Given passage:
++++++

I see two problems with the world today: There are far too many boys with muttonchop sideburns and there is no place to park my gum (that the wine is not coming fast enough is no issue at present; it may just be in another two minutes…that will probably be just long enough to remedy the gum dilemma, but not near long enough to address the sideburn thing).

Birmingham (Bummingham), Alabama is hotter than four hells today: Take-the-Lord’s-name-in-vain hot and I sit here with a slick of sweat over my cleavage, the same sweat curling the hairs unruly at my neck. This is the kind of swelter that suggests you might do well to peel off the clothes down to underthings (maybe blessedly further) and shave every hair on your body, allowing the perspiration to roll southward unfettered. Either that, or find another body to writhe against for a time, pushing the heat to a fever pitch so as to feel infinitely cooler afterward.

The shade of indoors, the plum-colored tables and stools offer no great respite. Purple –any shade of it– is the last fucking color in the world I want to see today. The blues aren’t blue, they are as purple as the crucifixion cloth and soaked just as deeply with vinegar, blood and tears (there are other bodily fluids in there I’m sure, but I’ve no mind for speculation today). This begs the question (I can’t help that these questions occur to me, I can only release them the best way I know how so that they cease to plague me) of whether or not Jesus would have received a pint jar of bathtub gin had one been offered. Jesus, after all, knew the muddy dirt of humanity better’n anyone. Yeah, Jesus knew the blues and other sordid ruminations. Jesus was the father of the blues.

++++++

Supplied material:
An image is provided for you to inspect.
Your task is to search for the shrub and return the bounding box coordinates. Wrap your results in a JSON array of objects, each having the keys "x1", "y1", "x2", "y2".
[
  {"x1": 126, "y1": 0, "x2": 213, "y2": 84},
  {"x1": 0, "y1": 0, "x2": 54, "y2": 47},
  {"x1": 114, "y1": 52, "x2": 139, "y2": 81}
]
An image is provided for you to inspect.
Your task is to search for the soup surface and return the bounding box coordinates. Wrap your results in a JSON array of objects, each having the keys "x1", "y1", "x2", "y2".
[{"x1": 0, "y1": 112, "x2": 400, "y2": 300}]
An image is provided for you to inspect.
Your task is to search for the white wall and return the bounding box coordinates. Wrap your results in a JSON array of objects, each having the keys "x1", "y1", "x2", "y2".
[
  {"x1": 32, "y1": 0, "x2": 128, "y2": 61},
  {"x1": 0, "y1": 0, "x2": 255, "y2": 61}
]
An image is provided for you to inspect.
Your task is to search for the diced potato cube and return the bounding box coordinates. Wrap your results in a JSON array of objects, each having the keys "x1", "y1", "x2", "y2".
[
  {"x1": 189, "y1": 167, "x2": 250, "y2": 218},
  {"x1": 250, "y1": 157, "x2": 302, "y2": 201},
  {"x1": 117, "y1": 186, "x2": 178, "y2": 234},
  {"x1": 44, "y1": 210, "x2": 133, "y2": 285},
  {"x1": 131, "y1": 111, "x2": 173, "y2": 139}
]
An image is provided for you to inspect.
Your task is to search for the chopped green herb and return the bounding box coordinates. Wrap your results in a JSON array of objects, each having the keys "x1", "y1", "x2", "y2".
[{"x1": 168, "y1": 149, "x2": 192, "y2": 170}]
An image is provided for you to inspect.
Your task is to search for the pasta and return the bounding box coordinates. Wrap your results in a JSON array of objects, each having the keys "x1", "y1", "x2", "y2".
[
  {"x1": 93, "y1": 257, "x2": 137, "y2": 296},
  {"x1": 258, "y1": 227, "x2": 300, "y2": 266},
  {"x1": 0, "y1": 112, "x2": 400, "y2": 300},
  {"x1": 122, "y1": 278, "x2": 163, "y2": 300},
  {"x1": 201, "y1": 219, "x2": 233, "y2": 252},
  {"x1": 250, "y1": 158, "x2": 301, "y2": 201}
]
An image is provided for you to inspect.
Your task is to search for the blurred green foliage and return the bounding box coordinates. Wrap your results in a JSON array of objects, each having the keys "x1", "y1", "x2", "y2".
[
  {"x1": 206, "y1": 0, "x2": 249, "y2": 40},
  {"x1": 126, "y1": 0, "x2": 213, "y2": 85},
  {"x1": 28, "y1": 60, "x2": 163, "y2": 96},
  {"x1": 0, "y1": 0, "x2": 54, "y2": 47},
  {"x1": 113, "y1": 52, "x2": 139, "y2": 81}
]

++++++

Problems and tasks:
1. Pull out every line in the records that contains the word "your".
2. Write the next part of the essay on Birmingham heat and the blues, picking up right after its last sentence.

The results:
1.
Your task is to search for the shrub and return the bounding box coordinates. Wrap your results in a JSON array of objects, each having the keys "x1", "y1", "x2", "y2".
Your task is to search for the soup surface and return the bounding box coordinates. Wrap your results in a JSON array of objects, each having the keys "x1", "y1", "x2", "y2".
Your task is to search for the white wall and return the bounding box coordinates. Wrap your results in a JSON array of objects, each having the keys "x1", "y1", "x2", "y2".
Your task is to search for the diced potato cube and return the bounding box coordinates. Wrap your results in a JSON array of objects, each having the keys "x1", "y1", "x2", "y2".
Your task is to search for the chopped green herb and return the bounding box coordinates. Wrap your results in a JSON array of objects, each having the keys "x1", "y1", "x2", "y2".
Your task is to search for the pasta and return the bounding box coordinates. Wrap your results in a JSON array of objects, each having the keys "x1", "y1", "x2", "y2".
Your task is to search for the blurred green foliage and return the bounding box coordinates. Wrap your results in a JSON array of objects, each having the keys "x1", "y1", "x2", "y2".

2.
“My God,” he cried, “My God, why hast thou forsaken [ed. note: emphasis purely suppostion on my part...] me??”

“Waitress,” I said boldly upon climbing this here stool, “I will be drinking my lunch today.” She masked her surprise well, but the eyes jumped a little. What, lady? Don’t I look like the type? Is there a type?

“While I am whiling away the afternoon drinking,” I smiled sweetly at her, daubing my chest and neckline with a paper napkin, “could you gather directions to the nearest Catholic Church?” I must go light a candle and pray for my pathetically (im)mortal soul. I wonder if it’s still a penny, or has the economy wrapped its noisome tendrils about salvation, as well? How much should one pay for absolution? For grace? Comfort is far too expensive a luxury, I’d wager.

Or? Is it thought a cheat to light a candle for one’s ownself? Parochial school was forever ago.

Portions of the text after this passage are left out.